| 简短题目 1 |
请根据下面这段关于东方文学总体研究的节选回答:
(a) 在与西方戏剧的比较中,东方戏剧在审美方面注重什么?
(b) 节选列举了哪几位东方史诗主人公?
(c) 国内不少学者对哪一学科的名称至今心存质疑?
| 简短题目 2 |
下面这段关于东方文学总体研究的节选认为,东方文学与西方文学的比较是有意的和必需的。用一到三句话说明节选给出的理由。

── 文档节选

总体研究不是对国别文学的简单组合,而是一种内部系统整合。要实现这种系统整合,自然需要在东方各国文学之间进行比较。比较,包括比“同”和比“异”两个方面,对东方文学来说,比同可以体现其统一性,比异可以体现其差异性,也就是说,正是在比较中突显东方文学“多元统一”的特征。如,史诗这一文类曾对东方各民族文化特质和民族精神的形成起到奠基作用。古巴比伦史诗《吉尔伽美什》中吉尔伽美什与恩启都亡灵的对话,是西亚北非地区关注来世生活这一文化传统的萌芽。印度史诗《摩诃婆罗多》中坚战五兄弟出生入死夺取政权,最终却厌倦世俗生活、寻求解脱,史诗中的主要宗教插话《薄伽梵歌》也以宣扬对神的无限虔敬以获得最终解脱,这都是古印度仙人文化出世精神的表现,并对后世印度教文化产生了深远的影响。在比较中发现,东方各民族的上古史诗分别对三大文化圈的来世主义、出世主义和现世主义的文化传统起到了奠基作用,体现了东方文学和东方文化的多元性。同时,东方史诗的一些共同特征也得以突显,如,几大史诗的主人公,吉尔伽美什、坚战和罗摩等,都是一些追求政治理想、尊崇正义伦理、富蕴内省精神的文化英雄,而非以捍卫个人荣誉和利益为最高追求的战斗英雄。这些东方史诗的统一现象,既是东方文学统一性的突出表现,也是发掘和阐发东方文化统一性的重要立足点。
如果说,东方各国文学之间的比较是在研究过程中自然而然地得到运用,那么,东方文学与西方文学的比较则是有意的和必需的。这是因为,东方文学是相对于西方文学而言的,进行东方文学总体研究,最主要的目的是为探究东方文学的统一性,作为另外一个参照体系的西方文学,自然成为比较的对象。以东西方戏剧的比较为例。在起源方面,欧洲古希腊戏剧起源于严格的宗教祭奠活动,东方戏剧却更多地来自宫廷或民间的娱乐性表演活动;在形式方面,西方戏剧重视情节和叙事,东方戏剧却不重情节,更多地注重表演;在内容方面,西方戏剧重视摹仿现实,东方戏剧却重在抒情性表现;在审美方面,西方戏剧追求崇高,东方戏剧却注重和谐。[1](P101-116)可以看出,以上东方戏剧传统的诸多特征均是在同西方戏剧的比较中得以归纳和突显。作者在《东方文化通论》和《多元文化语境中的东方现代文学》中也自觉并成功地运用了这一意识和方法。这同现今众多西方文学研究论著很少提到甚至绝然不提东方文学的状况形成鲜明对比,原因是多方面的。客观上,西方文学的脉络相对清晰,对文学现象和文学发展规律的把握相对容易;主观上,则难免与西方中心论有关。此外,国内不少学者对“比较文学与世界文学”这一学科的名称至今心存质疑,认为研究世界文学与比较文学没有什么关系,将这两个方向放在一起并不合适。这种观点值得商榷。一方面,他们忽视了“世界文学”这个
概念的广义理解,只取其国别文学之义;另一方面,即使只将“世界文学”理解为国别文学,也不能否认,在研究国别文学的过程中,总会有意或无意地运用比较文学的意识和方法,很难想象一位中国学者在研究外国文学时会完全脱离自身的文化传统。从这个意义上说,《跨文化视野中的东方文学传统》的学术价值不止于东方文学领域,对比较文学与世界文学这一学科的发展同样具有实践作用和启示意义。

────
── 所给记录

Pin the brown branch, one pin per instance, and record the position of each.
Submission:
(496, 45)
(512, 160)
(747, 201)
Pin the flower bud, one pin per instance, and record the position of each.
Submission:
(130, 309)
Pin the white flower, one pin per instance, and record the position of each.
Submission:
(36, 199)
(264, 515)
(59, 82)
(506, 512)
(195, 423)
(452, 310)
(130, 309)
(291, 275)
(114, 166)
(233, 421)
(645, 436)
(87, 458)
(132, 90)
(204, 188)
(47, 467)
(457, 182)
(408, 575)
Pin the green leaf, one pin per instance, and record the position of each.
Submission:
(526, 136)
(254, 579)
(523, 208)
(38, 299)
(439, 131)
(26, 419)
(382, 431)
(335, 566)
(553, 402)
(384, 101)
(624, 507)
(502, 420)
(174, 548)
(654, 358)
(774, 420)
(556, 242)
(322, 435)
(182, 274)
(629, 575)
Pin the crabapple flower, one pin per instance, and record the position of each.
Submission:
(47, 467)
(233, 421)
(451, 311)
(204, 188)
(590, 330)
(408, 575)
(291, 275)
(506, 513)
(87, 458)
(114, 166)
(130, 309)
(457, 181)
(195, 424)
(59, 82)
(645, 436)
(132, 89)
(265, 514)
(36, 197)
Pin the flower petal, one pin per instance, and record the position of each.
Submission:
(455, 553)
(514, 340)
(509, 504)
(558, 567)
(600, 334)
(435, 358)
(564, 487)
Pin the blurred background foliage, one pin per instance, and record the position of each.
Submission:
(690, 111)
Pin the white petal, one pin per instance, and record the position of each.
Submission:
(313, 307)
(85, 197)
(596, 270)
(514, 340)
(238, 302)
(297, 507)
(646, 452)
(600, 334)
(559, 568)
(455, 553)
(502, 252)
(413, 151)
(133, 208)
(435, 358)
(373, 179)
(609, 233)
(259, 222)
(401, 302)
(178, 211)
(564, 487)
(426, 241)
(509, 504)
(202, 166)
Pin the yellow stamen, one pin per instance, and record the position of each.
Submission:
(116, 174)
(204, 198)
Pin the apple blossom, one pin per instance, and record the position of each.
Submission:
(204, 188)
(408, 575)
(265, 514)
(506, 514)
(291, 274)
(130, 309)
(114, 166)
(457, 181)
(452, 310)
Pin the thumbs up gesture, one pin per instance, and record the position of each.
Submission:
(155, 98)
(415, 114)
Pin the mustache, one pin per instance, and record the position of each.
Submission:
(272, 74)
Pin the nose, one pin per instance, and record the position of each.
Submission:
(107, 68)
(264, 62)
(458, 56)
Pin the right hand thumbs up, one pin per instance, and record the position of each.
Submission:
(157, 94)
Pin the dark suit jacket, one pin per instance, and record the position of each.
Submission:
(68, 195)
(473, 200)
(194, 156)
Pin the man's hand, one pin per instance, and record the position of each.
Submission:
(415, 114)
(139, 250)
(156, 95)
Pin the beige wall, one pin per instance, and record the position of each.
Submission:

────

| 预期输出 1 |
(a) 注重和谐。
(b) 吉尔伽美什、坚战和罗摩等。
(c) "比较文学与世界文学"。

| 预期输出 2 |
东方文学是相对于西方文学而言的,而东方文学总体研究最主要的目的是探究东方文学的统一性。因此,作为另外一个参照体系的西方文学,自然成为比较的对象。